Sleep Apnea Treatment
Surgery to Correct Sleep Apnea Symptoms
Some patients with sleep apnea may need surgery. Although several surgical procedures for sleep apnea treatment are used to increase the size of the airway, none of them is completely successful or without risks. More than one procedure may need to be tried before the patient realizes any benefits.
Some of the more common procedures for obstructive sleep apnea treatment include removal of adenoids and tonsils (especially in children), nasal polyps or other growths, or other tissue in the airway and correction of structural deformities. Younger patients seem to benefit from these surgical procedures more than older patients.
Uvulopalatopharyngoplasty (UPPP) is a procedure used for sleep apnea treatments to remove excess tissue at the back of the throat (tonsils, uvula, and part of the soft palate). The success of this technique may range from 30 to 60 percent. The long-term side effects and benefits are not known, and it is difficult to predict which patients will do well with this procedure.
Laser-assisted uvulopalatoplasty (LAUP) is done to eliminate snoring but has not been shown to be effective in sleep apnea treatment This procedure involves using a laser device to eliminate tissue in the back of the throat. Like UPPP, LAUP may decrease or eliminate snoring but not eliminate sleep apnea itself. Elimination of snoring, the primary symptom of sleep apnea, without influencing the condition may carry the risk of delaying the diagnosis and possible treatment of sleep apnea in patients who elect to have LAUP. To identify possible underlying obstructive sleep apnea, sleep studies are usually required before LAUP is performed.
Somnoplasty is a procedure that uses radiowaves in sleep apnea treatment to reduce the size of some airway structures such as the uvula and the back of the tongue. This technique is being investigated as a treatment for apnea.
Tracheostomy is a sleep apnea treatment a used in persons with severe, life-threatening sleep apnea. In this procedure, a small hole is made in the windpipe and a tube is inserted into the opening. This tube stays closed during waking hours, and the person breathes and speaks normally. It is opened for sleep so that air flows directly into the lungs, bypassing any upper airway obstruction. Although this procedure is highly effective, it is an extreme measure that is rarely used.

● WHAT YOU SHOULD DO: Decide whether each statement agrees with the text on sleep apnea surgery, answering yes or no and quoting the deciding words of the text: 1. Younger patients seem to gain more from these surgical procedures than older patients. 2. Somnoplasty uses a laser device to shrink airway structures. 3. Tracheostomy is rarely used.

● STUDY MATERIAL:
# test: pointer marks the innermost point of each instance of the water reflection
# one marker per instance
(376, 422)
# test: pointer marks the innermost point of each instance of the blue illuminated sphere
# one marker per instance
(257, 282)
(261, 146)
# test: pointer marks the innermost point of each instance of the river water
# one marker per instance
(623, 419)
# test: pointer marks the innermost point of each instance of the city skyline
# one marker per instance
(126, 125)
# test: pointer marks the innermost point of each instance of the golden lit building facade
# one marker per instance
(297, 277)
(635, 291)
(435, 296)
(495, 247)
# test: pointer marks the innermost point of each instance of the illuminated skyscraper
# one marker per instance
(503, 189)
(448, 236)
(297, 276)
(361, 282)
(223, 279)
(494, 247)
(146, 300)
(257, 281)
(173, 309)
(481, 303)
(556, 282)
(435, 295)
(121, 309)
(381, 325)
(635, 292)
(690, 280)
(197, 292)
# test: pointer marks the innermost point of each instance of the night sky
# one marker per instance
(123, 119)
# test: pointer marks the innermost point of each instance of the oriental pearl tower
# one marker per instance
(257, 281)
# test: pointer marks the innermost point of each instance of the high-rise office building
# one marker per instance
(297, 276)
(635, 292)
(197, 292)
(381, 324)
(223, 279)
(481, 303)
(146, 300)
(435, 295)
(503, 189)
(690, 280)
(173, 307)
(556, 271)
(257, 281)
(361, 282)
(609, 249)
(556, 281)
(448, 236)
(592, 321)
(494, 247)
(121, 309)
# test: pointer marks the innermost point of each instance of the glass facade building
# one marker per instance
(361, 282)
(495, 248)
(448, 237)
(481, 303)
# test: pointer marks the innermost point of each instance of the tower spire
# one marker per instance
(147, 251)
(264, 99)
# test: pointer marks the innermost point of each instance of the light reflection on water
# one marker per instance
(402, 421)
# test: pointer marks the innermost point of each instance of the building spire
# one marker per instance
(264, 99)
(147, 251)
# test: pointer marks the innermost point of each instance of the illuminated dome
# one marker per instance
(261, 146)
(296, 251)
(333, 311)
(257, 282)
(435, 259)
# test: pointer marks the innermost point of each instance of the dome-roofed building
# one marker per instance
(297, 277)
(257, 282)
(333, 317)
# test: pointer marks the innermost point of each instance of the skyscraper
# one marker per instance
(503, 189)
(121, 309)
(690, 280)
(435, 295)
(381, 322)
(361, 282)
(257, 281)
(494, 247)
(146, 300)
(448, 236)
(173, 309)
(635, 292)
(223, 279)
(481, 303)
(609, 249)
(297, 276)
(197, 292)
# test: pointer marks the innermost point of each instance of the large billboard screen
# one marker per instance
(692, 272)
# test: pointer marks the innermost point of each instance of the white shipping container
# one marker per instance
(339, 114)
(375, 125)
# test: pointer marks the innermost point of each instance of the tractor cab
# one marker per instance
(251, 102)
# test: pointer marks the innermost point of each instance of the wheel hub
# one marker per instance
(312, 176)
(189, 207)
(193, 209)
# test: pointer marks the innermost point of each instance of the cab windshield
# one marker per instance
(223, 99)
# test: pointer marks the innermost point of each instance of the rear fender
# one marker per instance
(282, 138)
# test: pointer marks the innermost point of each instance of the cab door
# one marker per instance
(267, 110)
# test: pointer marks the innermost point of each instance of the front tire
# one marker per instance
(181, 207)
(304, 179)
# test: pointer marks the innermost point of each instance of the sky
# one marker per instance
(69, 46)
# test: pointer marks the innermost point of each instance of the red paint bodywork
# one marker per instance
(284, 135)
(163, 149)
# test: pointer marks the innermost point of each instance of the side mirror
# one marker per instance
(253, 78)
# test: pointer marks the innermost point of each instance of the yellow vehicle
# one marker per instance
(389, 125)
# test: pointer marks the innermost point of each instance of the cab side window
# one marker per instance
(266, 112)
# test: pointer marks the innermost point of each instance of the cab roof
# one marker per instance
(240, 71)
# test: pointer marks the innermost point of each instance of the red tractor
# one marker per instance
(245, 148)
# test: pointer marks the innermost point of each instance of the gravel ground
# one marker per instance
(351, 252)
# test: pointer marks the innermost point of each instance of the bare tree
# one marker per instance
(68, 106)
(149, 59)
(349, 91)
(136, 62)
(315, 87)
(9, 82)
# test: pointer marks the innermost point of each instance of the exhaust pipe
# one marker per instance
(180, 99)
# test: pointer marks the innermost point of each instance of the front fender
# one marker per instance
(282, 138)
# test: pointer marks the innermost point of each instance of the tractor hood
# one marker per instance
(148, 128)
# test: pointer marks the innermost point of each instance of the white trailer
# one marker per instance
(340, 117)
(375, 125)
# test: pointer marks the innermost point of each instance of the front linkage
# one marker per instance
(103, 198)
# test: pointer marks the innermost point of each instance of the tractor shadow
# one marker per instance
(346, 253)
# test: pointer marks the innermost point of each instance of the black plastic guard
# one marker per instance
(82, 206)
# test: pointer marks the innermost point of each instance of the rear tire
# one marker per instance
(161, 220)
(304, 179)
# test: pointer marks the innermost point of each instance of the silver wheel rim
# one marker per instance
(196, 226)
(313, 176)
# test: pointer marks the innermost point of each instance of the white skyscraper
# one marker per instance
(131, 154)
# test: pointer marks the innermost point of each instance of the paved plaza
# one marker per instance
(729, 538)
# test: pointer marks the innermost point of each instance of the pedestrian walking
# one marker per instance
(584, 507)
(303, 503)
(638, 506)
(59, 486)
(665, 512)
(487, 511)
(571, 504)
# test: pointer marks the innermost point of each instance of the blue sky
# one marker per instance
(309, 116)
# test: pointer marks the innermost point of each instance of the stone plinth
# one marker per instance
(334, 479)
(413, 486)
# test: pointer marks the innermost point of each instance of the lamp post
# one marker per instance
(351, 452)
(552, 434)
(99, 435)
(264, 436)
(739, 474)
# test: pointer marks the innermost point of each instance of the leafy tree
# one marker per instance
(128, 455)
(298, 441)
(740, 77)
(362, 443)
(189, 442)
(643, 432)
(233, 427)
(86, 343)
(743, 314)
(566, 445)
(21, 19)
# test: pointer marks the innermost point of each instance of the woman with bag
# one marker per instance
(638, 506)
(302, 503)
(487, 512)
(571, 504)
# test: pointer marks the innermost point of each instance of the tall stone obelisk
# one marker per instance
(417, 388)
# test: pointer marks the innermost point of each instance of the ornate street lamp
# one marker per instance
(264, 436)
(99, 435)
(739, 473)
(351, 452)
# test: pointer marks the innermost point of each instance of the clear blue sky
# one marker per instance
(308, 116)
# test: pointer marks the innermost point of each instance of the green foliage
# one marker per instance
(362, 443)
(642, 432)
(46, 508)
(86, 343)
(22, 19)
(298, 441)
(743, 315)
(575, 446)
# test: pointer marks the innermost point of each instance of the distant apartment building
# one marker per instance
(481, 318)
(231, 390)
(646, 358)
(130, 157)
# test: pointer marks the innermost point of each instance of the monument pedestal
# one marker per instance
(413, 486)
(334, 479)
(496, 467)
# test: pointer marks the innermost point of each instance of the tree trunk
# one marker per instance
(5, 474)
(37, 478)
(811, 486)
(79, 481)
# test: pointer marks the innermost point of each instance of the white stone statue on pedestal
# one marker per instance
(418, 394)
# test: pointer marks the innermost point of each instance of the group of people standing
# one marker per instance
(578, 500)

● REPLY TO THE TASK:
1. Yes: "Younger patients seem to benefit from these surgical procedures more than older patients."
2. No: "Somnoplasty is a procedure that uses radiowaves in sleep apnea treatment to reduce the size of some airway structures"
3. Yes: "it is an extreme measure that is rarely used."